Devinette : je progresse d’années en années, je suis souvent l’objet de critiques, je ne m’intègre pas toujours facilement, mais mon usage enrichit. Je suis, je suis ? Les frontaliers français au Luxembourg ? Presque : la langue française dans le monde.
La langue de Molière se porte comme un charme, constate l’Organisation internationale de la francophonie. Avec près de 300 millions de locuteurs (en hausse de 10% depuis 2014), elle est la cinquième langue la plus parlée dans le monde, après le chinois, l’anglais, l’espagnol et l’arabe. Elle est la langue officielle de 32 États et gouvernements, et la seconde langue étrangère préférée des étudiants européens. Europe où, comme l’a déclaré un certain Jean-Claude Juncker, le Brexit a ouvert un boulevard pour le français au niveau des institutions européennes. Elle est aussi la quatrième langue la plus utilisée sur internet. Et certains, comme la banque Natixis, se hasardent même à prédire que le français pourrait devenir en 2050 la langue la plus parlée dans le monde, principalement grâce à l’expansion démographique africaine, où elle prospère.

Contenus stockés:
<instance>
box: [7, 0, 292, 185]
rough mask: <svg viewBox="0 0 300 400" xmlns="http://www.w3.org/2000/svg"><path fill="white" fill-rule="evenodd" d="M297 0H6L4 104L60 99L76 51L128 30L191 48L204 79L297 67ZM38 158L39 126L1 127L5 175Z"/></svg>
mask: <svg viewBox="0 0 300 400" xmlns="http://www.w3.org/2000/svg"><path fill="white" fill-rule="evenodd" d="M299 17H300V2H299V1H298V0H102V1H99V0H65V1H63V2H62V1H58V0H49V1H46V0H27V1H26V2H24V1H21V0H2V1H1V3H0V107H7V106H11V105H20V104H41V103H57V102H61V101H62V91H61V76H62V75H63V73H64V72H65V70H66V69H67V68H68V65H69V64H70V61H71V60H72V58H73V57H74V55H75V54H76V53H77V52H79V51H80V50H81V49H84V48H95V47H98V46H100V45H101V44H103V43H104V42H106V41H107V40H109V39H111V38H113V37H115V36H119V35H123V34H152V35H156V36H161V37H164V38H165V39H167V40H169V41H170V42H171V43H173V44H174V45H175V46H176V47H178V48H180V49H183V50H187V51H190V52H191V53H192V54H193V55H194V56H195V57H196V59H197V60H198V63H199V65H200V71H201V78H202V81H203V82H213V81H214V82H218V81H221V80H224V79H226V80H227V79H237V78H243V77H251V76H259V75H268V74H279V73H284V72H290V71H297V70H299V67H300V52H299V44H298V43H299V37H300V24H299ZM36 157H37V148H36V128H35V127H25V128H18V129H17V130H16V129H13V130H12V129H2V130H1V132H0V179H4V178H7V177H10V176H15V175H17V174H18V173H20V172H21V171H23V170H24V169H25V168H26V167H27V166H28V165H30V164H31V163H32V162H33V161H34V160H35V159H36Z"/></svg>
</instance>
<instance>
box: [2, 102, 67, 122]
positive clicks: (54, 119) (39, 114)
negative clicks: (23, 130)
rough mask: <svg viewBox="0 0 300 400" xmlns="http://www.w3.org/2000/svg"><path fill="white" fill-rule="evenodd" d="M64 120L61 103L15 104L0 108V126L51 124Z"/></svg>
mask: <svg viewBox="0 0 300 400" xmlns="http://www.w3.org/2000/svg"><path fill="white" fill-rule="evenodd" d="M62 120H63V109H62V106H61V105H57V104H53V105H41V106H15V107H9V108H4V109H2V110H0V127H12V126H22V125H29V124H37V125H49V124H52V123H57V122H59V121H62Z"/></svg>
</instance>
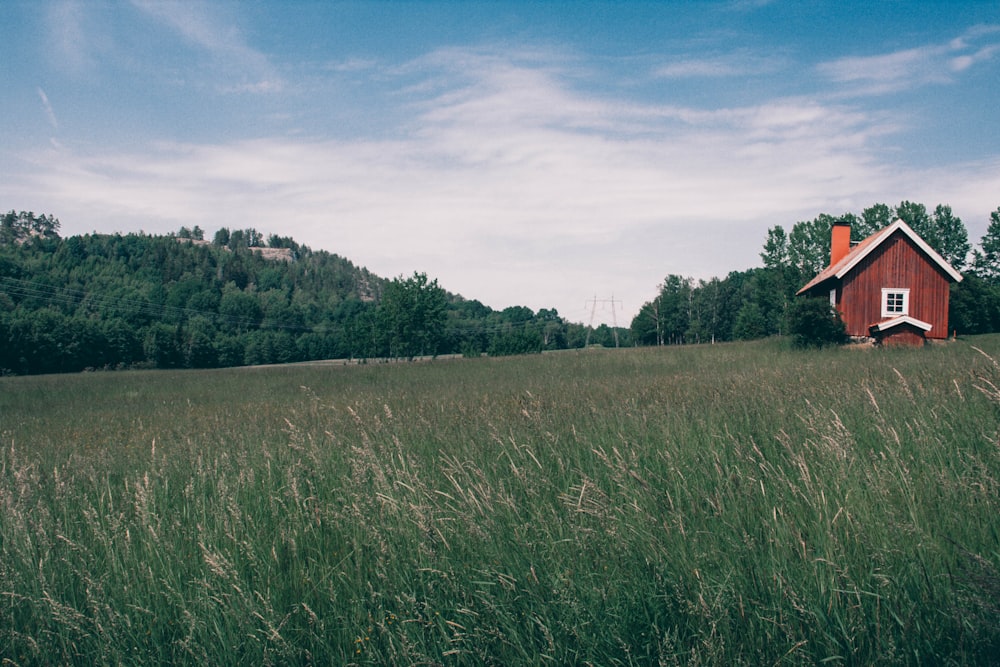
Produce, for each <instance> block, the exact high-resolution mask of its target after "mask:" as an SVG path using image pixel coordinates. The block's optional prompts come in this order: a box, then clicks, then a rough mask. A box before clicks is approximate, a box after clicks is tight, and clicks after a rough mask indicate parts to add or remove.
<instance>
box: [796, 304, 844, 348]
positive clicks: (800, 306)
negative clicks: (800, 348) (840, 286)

• _VOS CONSIGNES_:
Poursuivez le texte sur la langue française dans le monde à la suite de sa dernière phrase.

• _RÉPONSE ATTENDUE_:
Mais il est trop tôt pour sabler le champagne. Nombre de francophiles confondent usage et attachement au français. Dans beaucoup de pays multilingues, on n’utilise pas le français par amour de son opulent vocabulaire ou de ses vicieuses règles grammaticales (accord du participe passé suivi d’un verbe à l’infinitif : je te hais). Mais parce qu’elle est la langue des affaires, de la diplomatie, des ONG, de l’ex-colon ou de cette «culture à la française» qui fait encore rêver dans le monde. Le français reste alors une langue «secondaire», non maternelle. Cela ne fait pas forcément du français une langue «étrangère» ou superflue, puisqu’elle a tissé des liens historiques, intimes, avec ces pays, jusqu’à s’imprégner de leurs accents, de leurs expressions, de leur culture.
Mais ces liens ne sont pas indéfectibles. Aussi sublime et riche soit-elle, une langue tient à peu de chose : l’intérêt que ses locuteurs lui portent. À défaut de le raviver, la «langue de l’amour» peut rapidement devenir celle du divorce.